[Image location labeling entries]
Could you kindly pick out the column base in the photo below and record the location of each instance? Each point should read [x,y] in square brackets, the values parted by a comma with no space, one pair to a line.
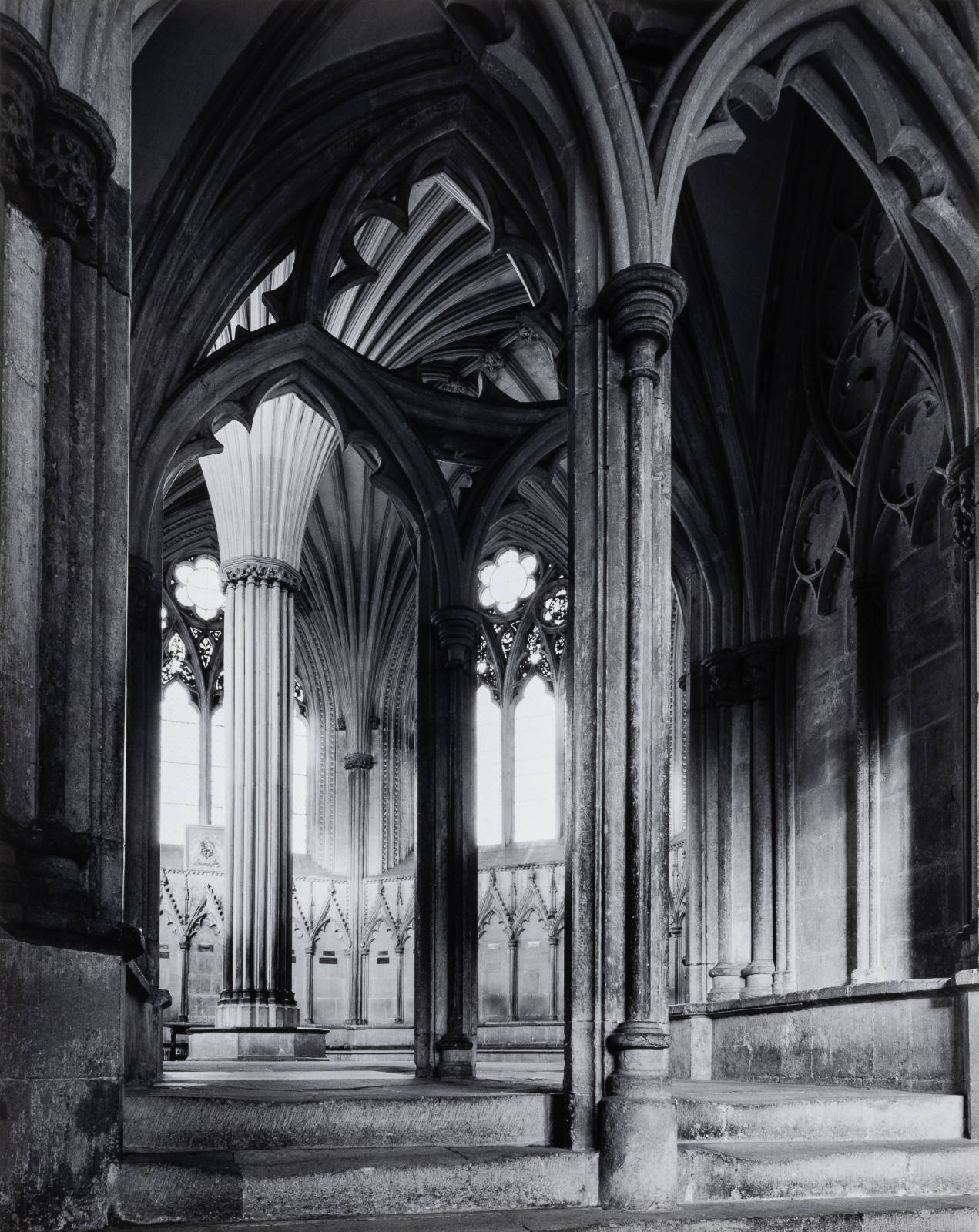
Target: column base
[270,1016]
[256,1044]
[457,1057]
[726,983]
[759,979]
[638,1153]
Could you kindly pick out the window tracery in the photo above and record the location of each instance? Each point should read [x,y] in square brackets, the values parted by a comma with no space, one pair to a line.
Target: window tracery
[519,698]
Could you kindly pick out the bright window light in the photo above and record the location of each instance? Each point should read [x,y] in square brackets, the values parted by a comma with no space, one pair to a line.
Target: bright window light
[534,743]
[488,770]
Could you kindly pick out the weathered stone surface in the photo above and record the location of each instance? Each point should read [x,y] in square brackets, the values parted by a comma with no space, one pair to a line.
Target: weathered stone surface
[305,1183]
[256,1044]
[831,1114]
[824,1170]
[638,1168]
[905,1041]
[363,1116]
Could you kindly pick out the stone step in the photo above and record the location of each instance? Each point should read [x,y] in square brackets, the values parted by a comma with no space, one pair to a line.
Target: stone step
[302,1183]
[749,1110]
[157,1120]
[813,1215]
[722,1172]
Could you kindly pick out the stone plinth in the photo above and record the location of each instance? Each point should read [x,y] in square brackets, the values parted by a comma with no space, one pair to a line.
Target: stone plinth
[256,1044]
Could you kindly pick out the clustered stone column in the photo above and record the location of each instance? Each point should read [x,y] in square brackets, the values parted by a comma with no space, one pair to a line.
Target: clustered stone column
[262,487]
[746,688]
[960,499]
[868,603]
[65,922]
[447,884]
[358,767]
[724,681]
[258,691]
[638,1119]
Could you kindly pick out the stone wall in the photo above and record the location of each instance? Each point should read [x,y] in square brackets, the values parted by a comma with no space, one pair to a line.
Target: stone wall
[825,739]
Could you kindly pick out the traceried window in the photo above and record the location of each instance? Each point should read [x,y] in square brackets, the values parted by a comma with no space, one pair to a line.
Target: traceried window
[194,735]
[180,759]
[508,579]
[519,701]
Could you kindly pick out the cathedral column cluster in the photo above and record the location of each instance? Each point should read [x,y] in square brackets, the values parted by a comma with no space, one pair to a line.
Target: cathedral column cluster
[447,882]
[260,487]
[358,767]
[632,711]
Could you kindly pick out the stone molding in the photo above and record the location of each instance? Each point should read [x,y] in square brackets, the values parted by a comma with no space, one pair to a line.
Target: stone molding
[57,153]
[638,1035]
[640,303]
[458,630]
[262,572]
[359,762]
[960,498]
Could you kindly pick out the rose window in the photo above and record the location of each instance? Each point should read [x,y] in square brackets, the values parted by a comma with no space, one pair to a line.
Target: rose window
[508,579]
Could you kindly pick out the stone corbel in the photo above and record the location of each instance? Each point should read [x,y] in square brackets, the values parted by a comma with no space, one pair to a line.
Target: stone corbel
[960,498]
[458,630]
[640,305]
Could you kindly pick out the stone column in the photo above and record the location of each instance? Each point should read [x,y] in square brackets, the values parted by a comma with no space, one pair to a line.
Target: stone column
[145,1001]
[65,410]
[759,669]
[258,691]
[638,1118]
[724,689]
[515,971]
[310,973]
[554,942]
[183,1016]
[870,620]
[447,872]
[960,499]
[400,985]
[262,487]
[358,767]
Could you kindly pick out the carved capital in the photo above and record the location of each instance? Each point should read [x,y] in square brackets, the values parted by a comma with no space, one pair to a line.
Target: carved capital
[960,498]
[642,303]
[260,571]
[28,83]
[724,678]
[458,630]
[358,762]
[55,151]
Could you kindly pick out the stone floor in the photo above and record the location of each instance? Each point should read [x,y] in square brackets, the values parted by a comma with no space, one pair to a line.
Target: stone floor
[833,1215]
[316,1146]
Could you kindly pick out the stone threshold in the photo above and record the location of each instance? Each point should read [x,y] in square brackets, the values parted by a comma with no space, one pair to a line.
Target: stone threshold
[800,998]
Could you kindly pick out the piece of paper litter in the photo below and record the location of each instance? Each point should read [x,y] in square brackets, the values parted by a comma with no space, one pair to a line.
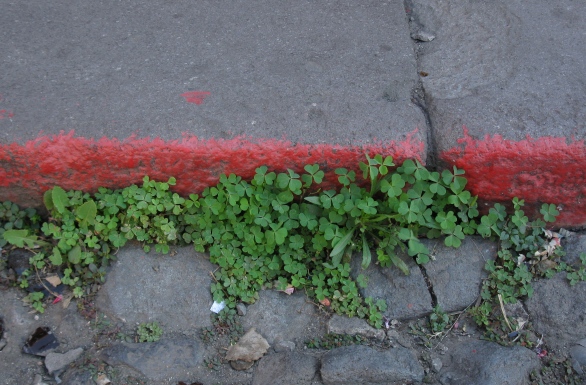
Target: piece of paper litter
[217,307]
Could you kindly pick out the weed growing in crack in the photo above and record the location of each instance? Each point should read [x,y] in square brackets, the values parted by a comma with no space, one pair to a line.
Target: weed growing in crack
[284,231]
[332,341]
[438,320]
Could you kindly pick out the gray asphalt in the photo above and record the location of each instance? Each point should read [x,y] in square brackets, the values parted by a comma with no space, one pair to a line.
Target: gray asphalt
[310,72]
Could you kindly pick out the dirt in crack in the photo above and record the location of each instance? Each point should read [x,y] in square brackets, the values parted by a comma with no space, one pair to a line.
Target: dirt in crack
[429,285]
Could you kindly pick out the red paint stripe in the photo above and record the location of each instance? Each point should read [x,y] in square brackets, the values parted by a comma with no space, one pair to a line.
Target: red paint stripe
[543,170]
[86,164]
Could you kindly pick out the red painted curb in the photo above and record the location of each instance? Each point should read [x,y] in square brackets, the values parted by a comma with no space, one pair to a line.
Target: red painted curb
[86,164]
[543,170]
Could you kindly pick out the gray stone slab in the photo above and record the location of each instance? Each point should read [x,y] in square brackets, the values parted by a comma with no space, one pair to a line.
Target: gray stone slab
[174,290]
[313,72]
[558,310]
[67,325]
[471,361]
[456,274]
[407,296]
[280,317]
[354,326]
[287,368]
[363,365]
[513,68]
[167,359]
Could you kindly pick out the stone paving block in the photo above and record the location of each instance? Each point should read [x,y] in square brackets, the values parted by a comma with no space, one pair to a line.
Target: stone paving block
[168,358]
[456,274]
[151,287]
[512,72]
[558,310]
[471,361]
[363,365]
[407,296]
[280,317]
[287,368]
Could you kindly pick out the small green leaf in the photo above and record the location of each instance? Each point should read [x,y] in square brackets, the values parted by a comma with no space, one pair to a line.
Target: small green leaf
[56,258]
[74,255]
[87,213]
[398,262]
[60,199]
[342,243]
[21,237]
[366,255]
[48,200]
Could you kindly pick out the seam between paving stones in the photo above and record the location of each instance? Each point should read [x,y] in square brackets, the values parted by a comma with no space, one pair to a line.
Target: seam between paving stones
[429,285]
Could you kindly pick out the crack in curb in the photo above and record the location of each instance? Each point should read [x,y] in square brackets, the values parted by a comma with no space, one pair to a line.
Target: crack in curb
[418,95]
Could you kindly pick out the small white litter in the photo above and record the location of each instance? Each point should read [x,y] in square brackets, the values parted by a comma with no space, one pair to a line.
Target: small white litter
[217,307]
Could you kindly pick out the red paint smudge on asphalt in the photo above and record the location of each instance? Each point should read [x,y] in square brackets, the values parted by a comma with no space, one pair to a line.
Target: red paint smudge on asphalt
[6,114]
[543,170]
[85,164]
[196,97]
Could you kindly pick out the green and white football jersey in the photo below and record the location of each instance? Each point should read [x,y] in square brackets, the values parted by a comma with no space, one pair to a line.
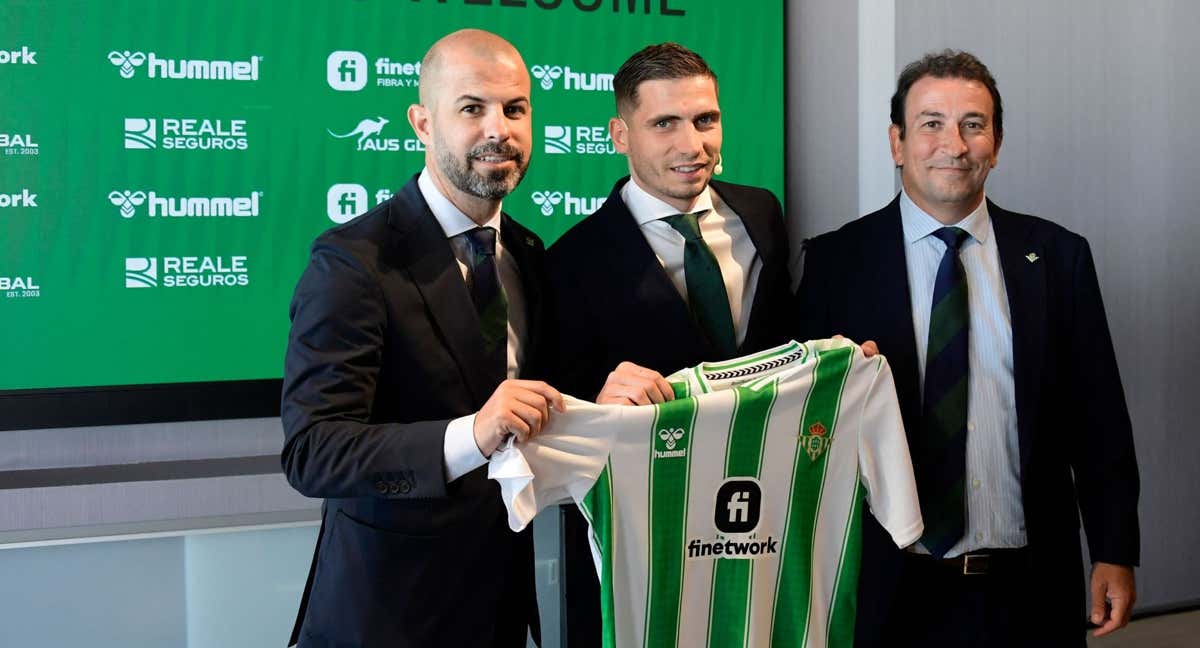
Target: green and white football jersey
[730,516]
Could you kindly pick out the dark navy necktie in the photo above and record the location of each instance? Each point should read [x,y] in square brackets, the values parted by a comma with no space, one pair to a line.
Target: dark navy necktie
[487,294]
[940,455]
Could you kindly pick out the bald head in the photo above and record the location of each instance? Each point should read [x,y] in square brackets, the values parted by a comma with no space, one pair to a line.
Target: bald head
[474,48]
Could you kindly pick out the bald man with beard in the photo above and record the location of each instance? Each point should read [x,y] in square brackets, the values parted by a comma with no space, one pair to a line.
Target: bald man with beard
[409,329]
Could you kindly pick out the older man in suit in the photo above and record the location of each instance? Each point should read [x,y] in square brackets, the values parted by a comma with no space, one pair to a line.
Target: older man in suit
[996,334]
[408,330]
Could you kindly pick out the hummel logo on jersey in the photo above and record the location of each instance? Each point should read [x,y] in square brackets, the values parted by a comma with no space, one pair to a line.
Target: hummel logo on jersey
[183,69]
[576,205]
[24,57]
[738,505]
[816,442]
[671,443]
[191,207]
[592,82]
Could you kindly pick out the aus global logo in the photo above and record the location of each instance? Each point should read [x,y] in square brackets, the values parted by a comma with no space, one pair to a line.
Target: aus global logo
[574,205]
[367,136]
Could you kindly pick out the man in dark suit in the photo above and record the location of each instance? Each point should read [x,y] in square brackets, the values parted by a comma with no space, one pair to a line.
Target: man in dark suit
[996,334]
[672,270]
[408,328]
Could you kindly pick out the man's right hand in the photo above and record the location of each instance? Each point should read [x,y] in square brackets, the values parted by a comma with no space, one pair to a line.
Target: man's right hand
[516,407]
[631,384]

:: GOAL ::
Reproduce the lines of the entries above exactly, but only from the line containing "Could you kindly pick out the man in" through the final line.

:: RESPONSE TO THIS TASK ::
Could you kindly pick out the man in dark suit in the photo above and record the location of each instance? Each point should read [x,y] in square brackets, the values parted by a comma with no space, one pair to a line.
Target: man in dark suit
[996,334]
[672,270]
[408,328]
Could you kindly pick out the man's right hand in the photo above and record the location of each instance? Each point should read [x,y] in square brackets, the values parted by a comma with no space, one pair to a line.
Target: man's right hand
[516,407]
[631,384]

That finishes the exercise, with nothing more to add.